• What you have to do:
Output only the span of lines that begins at the line containing "In this photo, where can the forest be seen?" and ends at the last line of the data, both included, exactly as they appear.

• Records shown:
● ● ● ● ● ● ●

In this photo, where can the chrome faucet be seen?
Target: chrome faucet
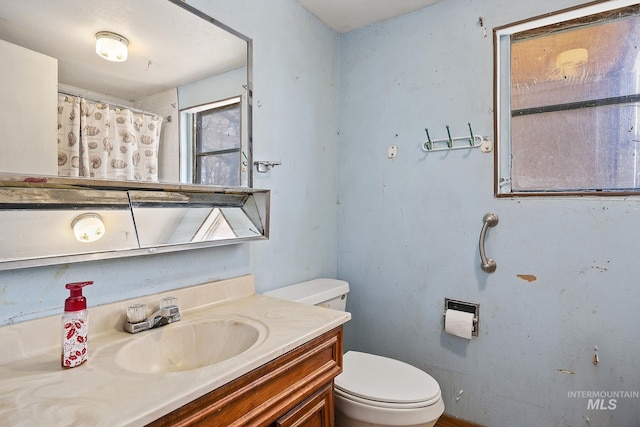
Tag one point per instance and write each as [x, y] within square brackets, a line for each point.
[138, 322]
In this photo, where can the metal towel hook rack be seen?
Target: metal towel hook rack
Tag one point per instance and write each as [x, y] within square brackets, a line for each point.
[487, 264]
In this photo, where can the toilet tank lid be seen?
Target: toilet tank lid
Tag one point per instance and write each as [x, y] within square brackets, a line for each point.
[311, 292]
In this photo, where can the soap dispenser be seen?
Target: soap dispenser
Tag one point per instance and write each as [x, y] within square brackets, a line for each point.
[75, 327]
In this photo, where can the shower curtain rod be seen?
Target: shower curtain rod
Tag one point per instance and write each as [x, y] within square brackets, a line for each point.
[135, 110]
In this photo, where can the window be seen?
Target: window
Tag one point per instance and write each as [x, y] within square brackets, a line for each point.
[215, 142]
[567, 102]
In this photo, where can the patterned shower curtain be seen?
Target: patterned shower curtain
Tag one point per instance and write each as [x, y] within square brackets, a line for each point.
[96, 140]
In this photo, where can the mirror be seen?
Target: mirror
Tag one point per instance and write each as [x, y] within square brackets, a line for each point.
[53, 221]
[179, 60]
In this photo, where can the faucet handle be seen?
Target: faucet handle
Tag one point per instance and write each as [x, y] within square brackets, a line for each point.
[168, 301]
[136, 313]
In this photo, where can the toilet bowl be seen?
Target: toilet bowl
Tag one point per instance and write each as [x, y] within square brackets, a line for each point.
[371, 391]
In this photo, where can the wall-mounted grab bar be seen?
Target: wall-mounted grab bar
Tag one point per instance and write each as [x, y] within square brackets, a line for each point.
[487, 264]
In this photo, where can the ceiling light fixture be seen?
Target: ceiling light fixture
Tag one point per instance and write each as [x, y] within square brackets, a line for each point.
[88, 227]
[111, 46]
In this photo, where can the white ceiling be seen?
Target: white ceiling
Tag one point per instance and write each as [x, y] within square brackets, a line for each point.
[348, 15]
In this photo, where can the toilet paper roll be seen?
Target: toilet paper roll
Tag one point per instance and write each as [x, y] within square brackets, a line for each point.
[458, 323]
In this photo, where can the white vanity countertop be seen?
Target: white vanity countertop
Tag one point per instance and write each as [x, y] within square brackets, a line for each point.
[35, 390]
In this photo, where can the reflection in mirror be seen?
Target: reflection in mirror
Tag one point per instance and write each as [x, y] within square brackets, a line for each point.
[169, 218]
[27, 233]
[121, 120]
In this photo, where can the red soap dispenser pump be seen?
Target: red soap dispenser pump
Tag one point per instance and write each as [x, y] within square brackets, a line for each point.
[75, 326]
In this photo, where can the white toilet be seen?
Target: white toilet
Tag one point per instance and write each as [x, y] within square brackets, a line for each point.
[371, 391]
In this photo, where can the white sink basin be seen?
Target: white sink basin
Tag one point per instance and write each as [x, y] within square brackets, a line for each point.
[182, 347]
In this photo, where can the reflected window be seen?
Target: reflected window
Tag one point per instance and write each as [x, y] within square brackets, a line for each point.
[216, 142]
[567, 101]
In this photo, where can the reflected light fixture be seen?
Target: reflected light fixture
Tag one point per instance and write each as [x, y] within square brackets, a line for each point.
[88, 227]
[112, 46]
[572, 59]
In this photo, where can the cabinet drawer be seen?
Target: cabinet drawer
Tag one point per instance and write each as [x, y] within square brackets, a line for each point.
[317, 411]
[262, 396]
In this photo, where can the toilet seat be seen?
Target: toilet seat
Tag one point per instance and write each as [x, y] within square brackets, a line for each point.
[385, 383]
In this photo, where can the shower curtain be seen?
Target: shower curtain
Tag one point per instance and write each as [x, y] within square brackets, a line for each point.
[100, 141]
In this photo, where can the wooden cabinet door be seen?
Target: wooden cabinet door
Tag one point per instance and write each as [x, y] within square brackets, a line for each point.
[316, 411]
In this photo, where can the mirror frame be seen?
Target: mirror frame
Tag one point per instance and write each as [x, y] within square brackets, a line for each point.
[255, 204]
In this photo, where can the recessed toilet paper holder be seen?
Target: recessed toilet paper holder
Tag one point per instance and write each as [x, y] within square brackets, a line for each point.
[468, 307]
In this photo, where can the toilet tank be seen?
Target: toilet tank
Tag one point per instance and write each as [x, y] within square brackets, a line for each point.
[328, 293]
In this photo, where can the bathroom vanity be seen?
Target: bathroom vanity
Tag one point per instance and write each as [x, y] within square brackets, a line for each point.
[294, 389]
[248, 359]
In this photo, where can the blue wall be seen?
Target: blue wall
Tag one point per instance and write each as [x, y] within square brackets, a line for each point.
[409, 228]
[295, 110]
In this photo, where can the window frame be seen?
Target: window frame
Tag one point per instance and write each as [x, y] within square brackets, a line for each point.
[190, 138]
[502, 95]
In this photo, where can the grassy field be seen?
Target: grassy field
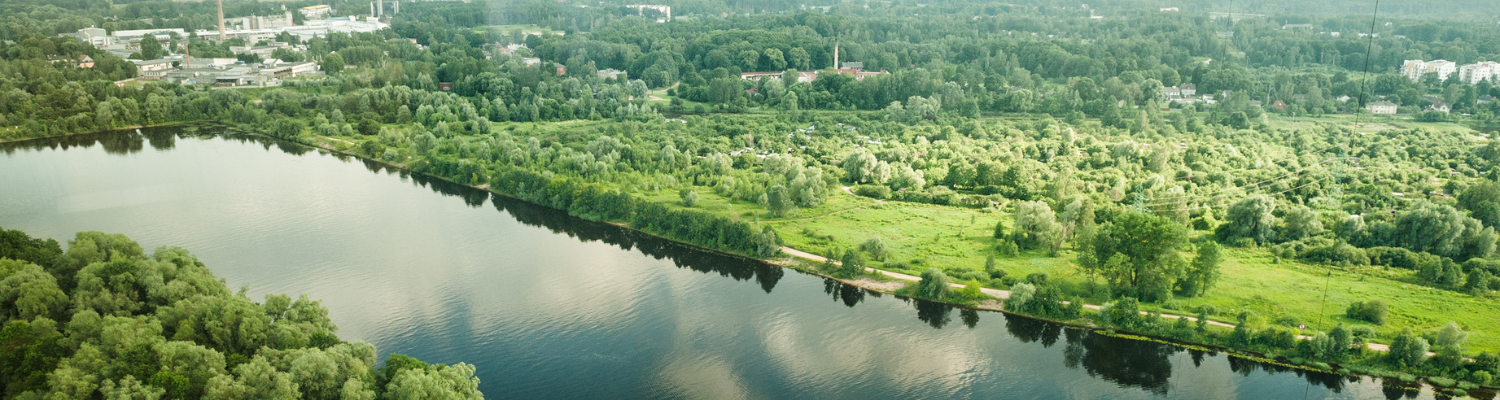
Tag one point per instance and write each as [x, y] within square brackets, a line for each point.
[957, 238]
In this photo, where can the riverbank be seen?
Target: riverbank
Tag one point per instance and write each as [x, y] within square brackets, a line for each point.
[347, 149]
[102, 131]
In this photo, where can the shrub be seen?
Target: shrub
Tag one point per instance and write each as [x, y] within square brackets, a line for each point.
[933, 285]
[876, 247]
[1008, 249]
[1373, 312]
[873, 191]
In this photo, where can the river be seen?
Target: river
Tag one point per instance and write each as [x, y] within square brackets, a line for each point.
[549, 306]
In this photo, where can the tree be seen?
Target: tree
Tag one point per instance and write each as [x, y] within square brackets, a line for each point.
[1299, 222]
[779, 201]
[876, 247]
[150, 48]
[1250, 219]
[1037, 226]
[1140, 253]
[1205, 270]
[1451, 336]
[1482, 200]
[1373, 310]
[852, 264]
[332, 63]
[933, 285]
[1407, 349]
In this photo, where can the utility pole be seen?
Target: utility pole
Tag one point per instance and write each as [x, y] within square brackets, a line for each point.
[221, 23]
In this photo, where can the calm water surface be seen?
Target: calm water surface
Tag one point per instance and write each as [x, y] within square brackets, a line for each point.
[554, 307]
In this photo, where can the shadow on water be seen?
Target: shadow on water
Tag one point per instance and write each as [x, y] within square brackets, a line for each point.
[1128, 363]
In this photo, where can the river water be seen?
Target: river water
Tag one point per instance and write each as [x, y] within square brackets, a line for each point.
[549, 306]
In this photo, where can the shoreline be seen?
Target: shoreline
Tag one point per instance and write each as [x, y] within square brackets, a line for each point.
[863, 283]
[102, 131]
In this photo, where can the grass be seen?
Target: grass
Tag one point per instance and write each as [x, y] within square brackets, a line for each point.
[957, 238]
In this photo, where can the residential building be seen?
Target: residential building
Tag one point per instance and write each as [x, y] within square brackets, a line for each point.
[95, 36]
[611, 72]
[1478, 72]
[315, 11]
[153, 69]
[134, 36]
[261, 51]
[255, 21]
[1382, 108]
[758, 75]
[1413, 69]
[1172, 93]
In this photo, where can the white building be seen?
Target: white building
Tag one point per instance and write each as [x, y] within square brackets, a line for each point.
[315, 11]
[1473, 74]
[255, 21]
[134, 36]
[153, 69]
[1413, 69]
[306, 30]
[95, 36]
[1382, 108]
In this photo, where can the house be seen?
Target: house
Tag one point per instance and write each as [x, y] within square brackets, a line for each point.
[1413, 69]
[1382, 108]
[305, 68]
[153, 69]
[312, 12]
[95, 36]
[758, 75]
[1478, 72]
[614, 74]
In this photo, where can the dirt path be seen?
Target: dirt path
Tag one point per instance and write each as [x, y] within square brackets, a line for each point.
[1007, 294]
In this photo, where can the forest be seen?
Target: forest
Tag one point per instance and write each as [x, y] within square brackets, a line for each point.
[1001, 146]
[107, 319]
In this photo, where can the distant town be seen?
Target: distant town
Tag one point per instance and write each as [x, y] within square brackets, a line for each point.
[258, 33]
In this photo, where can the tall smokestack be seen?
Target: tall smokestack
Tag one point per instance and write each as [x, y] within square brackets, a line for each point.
[221, 23]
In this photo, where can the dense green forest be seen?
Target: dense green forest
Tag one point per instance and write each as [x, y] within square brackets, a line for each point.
[105, 319]
[1023, 147]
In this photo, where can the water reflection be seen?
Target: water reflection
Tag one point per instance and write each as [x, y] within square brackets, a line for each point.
[1145, 366]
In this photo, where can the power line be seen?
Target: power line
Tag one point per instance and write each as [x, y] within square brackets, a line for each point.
[1257, 185]
[1202, 207]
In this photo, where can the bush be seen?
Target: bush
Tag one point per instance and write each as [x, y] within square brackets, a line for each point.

● ● ● ● ● ● ●

• Answer to the task:
In this photo, where can the forest be seen?
Target: forest
Tag one point per instance and write each as [x, y] within square brackets, a line for each point.
[1001, 146]
[107, 319]
In this photo, where can the distant town be seen?
Target: distant town
Tag one point per instance and write each as [x, y] within square brackets, a line for each point.
[258, 33]
In this photo, where can the tall smokestack be seen?
Target: tall smokestack
Tag one point per instance and write each as [x, y] within square brackets, a line for each point.
[221, 23]
In this photo, where can the dense green forest be seen?
Target: dense green forest
Tag one point per instance and write each as [x, y] within square brackets, a line for each point.
[105, 319]
[1023, 147]
In this photo, where can the water reflection be seen?
Target: water reflection
Tag one point per instance and write each as [x, y] within square brackets, a line for each point.
[1145, 366]
In this photo, where can the power line be seen?
Target: power line
Tag one point per instance and write each as [x, y] within square brackets, a line for each point.
[1257, 185]
[1202, 207]
In this photo, where can the bush be seen?
Target: bush
Tag one point per instance and write each as [x, y] within square brackets, a line for each point.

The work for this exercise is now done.